_Selected passage_
----------------------------------------

Are you going to teach both chi-square and Fisher? Or just the best one?
 
#7
I am planning to teach both, since certainly they will see chi-squared referred to, and I want them to know what it does and how it works and what its limitations are. In addition, I have to confess, I haven't yet learned what the best exact version of a goodness-of-fit test is for proportions, and I want to talk about that. But I also want to give students a sense of how modern computing has changed best practice. It seemed from what I have been reading that for the sort of situations you meet in most textbooks, you might as well do an exact test rather than chi-square, given its easy implementation in R. Does this get bogged down when you have about 10 variables? I can imagine it might, but I
haven't tried it.

It is very interesting to hear about what the data you deal with in practice is like. Do you generally work with a given researcher
through the design, pilot, and full analysis phases, or do they tend to come to you with data? what areas does the research tend
to be in? I am wondering where these hundreds of variables are coming from, and how you can hope to get anything significant
with so much potential for co-incidental interactions among them. I don't know anything about this sort of thing, and I am curious how it works.
 
#8
In every statistics class I have ever taken chi square is brought up. Even if there are better methods, its wise to at least discuss it. It might be helpful to distinquish between a chi squared test of independence (a specific test) and a chi square distribution used in a wide range of statistics from structural equation models to logistic regression. If you are new, the differences can confuse.
 

Mean Joe

TS Contributor
#9
It is very interesting to hear about what the data you deal with in practice is like. Do you generally work with a given researcher
through the design, pilot, and full analysis phases, or do they tend to come to you with data? what areas does the research tend
to be in?
For instance, I work with doctors who treat patients (patients with cancer, or patients with diabetes, or others). I am a "secondary statistician"; the researchers do work with a "primary statistician" through the design, pilot, etc, but when it comes time for analysis then I finally come in myself. So it does happen that multiple statisticians are involved, and they come in at different times during the research.

----------------------------------------

Point-per-instance localization data

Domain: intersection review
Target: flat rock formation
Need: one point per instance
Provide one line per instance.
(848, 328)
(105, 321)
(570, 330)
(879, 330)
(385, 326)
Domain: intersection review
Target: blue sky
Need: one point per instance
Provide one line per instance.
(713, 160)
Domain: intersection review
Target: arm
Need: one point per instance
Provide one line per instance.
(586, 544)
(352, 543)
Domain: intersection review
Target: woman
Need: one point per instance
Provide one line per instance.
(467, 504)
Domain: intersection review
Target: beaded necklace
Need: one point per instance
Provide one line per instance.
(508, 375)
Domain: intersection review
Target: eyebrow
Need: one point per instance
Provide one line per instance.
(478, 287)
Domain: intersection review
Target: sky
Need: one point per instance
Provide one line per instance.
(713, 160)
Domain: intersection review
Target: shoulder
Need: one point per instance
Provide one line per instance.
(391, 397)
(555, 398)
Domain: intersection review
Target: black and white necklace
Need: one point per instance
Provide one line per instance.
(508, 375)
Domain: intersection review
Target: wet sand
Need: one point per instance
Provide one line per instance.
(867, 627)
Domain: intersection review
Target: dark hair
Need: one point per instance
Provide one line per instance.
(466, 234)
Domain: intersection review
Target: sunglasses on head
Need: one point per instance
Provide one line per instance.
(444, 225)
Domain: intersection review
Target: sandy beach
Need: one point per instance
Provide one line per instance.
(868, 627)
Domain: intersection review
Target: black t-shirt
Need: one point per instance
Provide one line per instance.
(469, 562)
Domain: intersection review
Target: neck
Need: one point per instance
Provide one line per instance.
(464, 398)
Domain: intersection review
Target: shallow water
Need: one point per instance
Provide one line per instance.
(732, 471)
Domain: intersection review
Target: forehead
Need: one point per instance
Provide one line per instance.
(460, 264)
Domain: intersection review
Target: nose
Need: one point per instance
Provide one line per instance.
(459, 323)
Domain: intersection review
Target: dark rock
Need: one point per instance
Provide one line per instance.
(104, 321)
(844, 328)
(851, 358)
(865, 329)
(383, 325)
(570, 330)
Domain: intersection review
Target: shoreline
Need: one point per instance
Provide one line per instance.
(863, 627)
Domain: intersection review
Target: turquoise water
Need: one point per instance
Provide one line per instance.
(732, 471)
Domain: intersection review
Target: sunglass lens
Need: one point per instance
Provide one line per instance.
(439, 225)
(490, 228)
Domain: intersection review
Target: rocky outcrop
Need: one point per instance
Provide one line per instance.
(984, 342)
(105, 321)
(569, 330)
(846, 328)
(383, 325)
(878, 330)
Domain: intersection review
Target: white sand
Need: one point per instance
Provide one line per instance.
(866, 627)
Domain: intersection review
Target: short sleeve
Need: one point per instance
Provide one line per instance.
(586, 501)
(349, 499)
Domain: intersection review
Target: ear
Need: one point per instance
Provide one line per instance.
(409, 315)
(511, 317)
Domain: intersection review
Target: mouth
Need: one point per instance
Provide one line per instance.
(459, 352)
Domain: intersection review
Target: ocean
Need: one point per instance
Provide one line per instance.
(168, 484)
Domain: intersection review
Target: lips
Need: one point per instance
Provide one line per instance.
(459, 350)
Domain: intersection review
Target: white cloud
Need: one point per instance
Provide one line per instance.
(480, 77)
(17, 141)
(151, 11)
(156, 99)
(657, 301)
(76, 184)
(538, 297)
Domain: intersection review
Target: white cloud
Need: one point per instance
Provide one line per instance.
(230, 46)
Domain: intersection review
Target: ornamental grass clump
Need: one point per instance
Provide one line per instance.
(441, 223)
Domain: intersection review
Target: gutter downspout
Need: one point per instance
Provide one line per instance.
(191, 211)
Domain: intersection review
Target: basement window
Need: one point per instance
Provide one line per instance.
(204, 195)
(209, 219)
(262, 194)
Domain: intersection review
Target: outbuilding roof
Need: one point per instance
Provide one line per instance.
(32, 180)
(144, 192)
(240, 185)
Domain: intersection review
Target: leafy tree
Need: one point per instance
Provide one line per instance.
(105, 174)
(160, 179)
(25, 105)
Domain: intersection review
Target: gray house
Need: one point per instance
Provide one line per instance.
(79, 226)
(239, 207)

----------------------------------------

_The task_
Extend the forum thread on teaching chi-square and Fisher's exact test, picking up right after its last sentence.

_Output of the exercise_
All the variables come from: treatment (there can be several treatments such as radiation, chemo, several medications, etc) which can lead to several binary variables, death, cause of death, survival time, etc and of course the basics age, sex, ethnic group, socioeconomic status (can be measured by several variables). Survival time itself can be split into binary variables (survival_lessthan_1year, survival_greaterthan_10years, etc). And you can run many tests of binary variables for treatment by survival, until you get a chance to talk with the researcher and know what (s)he wants. And sometimes you find something in your explorations that are news to the researcher, which (s)he may or may not be interested in when you meet.

how you can hope to get anything significant
with so much potential for co-incidental interactions among them
It takes some experience. You need more than statistical tests to do statistics; you also need to know the area of research. Check your significant statistics with accepted theory. If you find something that can't be supported by accepted theory, then be cautious in reporting it. Talk with others. I guess as a statistician you never work alone.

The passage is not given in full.